§ **Text excerpt**
Maxim USA 8 mm Danish Krag Ammunition

Continuing research of the article currently in process indicates that the Maxim Cartridge Corporation manufactured the 8 mm Danish Krag cartridge. Can anyone verify this with a picture of a specimen and its headstamp?

To our Danish friends, is there any 8 mm Danish Krag round KNOWN TO BE OF MAXIM MANUFACTURE, that shows up in Denmark or Danish collections? If so, how would you chaps rate it for scarcity? In the Wse/Maxim “saga,” there seem to be many unfinished or failed contracts, that it is hard for those of use who do not collect these specific cartridges to know if they exist or not - that is, if the contract was fulfilled.

John, yes, they do exist in Denmark. There the cases were loaded as blanks. Will come up with a hs image if noone welse will be faster.

John, this earlier thread may be of some help:


Here the hs of a cartridge from Danish stocks, with Danish markings (blue head):

Ball cartridges are also known to exist loaded with a m/08 spitzer bullet with a CN jacket.

I checked my noted and there are actually three different M/08 ball variations reported:

M M C 1916 - copper primer
M M C 1916 - brass primer
M M C 1917 - brass primer

I have seen one box and several rounds of .45 ACP ammunition made by Maxim.

Here is also a tiny bit of information from 1917 regarding the Danish ammunition contract with MMC: … CE4Q6AEwBg

John & Dennis, Bill probably also has these, but FYI the MAXIM Cal. .45 boxes are known to me in two print variations (perhaps more exist?). The top line “20 PISTOL & etc.” differing in length. 3.537 (which has a faint “NOV 9 1917” rubber stamp) and 3.811" in length (which has a unreadable stamp). Also the double-line border to the label is slightly longer in overall length plus look where the bottom line “Class 47 & etc.” starts in relation to the “Manufactured & etc.” line just above it.

§ **Data supplied**
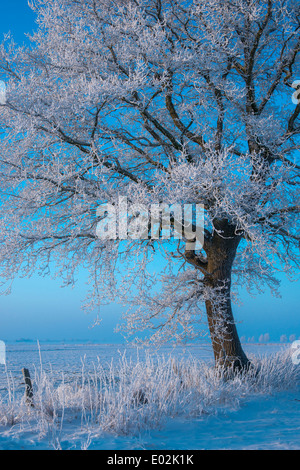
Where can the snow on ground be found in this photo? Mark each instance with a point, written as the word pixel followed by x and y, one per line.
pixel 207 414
==
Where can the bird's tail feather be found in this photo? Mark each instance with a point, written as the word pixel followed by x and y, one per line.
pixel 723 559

§ **What you have to do**
In the text on Maxim 8 mm Danish Krag ammunition, what bullet are the ball cartridges said to be loaded with?

§ **Answer to the task**
An m/08 spitzer bullet with a CN jacket.